- [Page excerpt]:
Also you need to add your heuristic function too. Because, e.i. on a grid, a cost is always equals to 1 (if you don’t use diagonals), so it would be like a Breadth First Search, but you know a destination point, so you can use direction.

def heuristic(a, b):
    (x1, y1) = a
    (x2, y2) = b
    return ((x1 - x2)**2 + (y1 - y2)**2)**.5

Now we can implement our A-Star algorithm. First of all we need to init our algorithm: frontier stores points according to priority. We will store information in dictionaries:

came_from like pair <TO point : FROM point>
cost_so_far like pair <Point : Distance from start>

Firstly add our start point to them. Than, for each point (temporary as origin we find its neighbors and for each calculate the cost as: cost from origin to neighbor. If there is no information about this node in Queue or the cost is less than before, that add this point to queue with priority = cost + heuristic. Last step allows to consider more closer point to destination at first.

- [Exercise brief]: Copy the A-Star excerpt from the words "Now we can implement" through the words "destination at first.", substituting "hash tables" for "dictionaries".

- [Data excerpt]:
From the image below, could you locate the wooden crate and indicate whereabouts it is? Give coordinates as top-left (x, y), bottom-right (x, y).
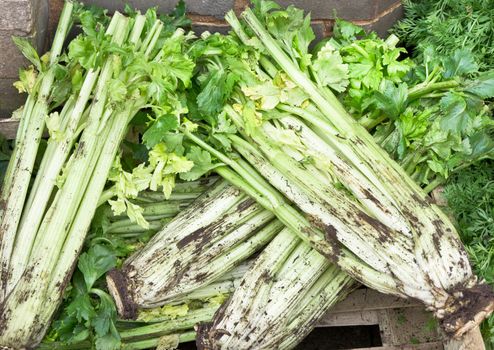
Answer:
top-left (318, 288), bottom-right (485, 350)
top-left (0, 119), bottom-right (485, 350)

- [Exercise result]:
Now we can implement our A-Star algorithm. First of all we need to init our algorithm: frontier stores points according to priority. We will store information in hash tables:

came_from like pair <TO point : FROM point>
cost_so_far like pair <Point : Distance from start>

Firstly add our start point to them. Than, for each point (temporary as origin we find its neighbors and for each calculate the cost as: cost from origin to neighbor. If there is no information about this node in Queue or the cost is less than before, that add this point to queue with priority = cost + heuristic. Last step allows to consider more closer point to destination at first.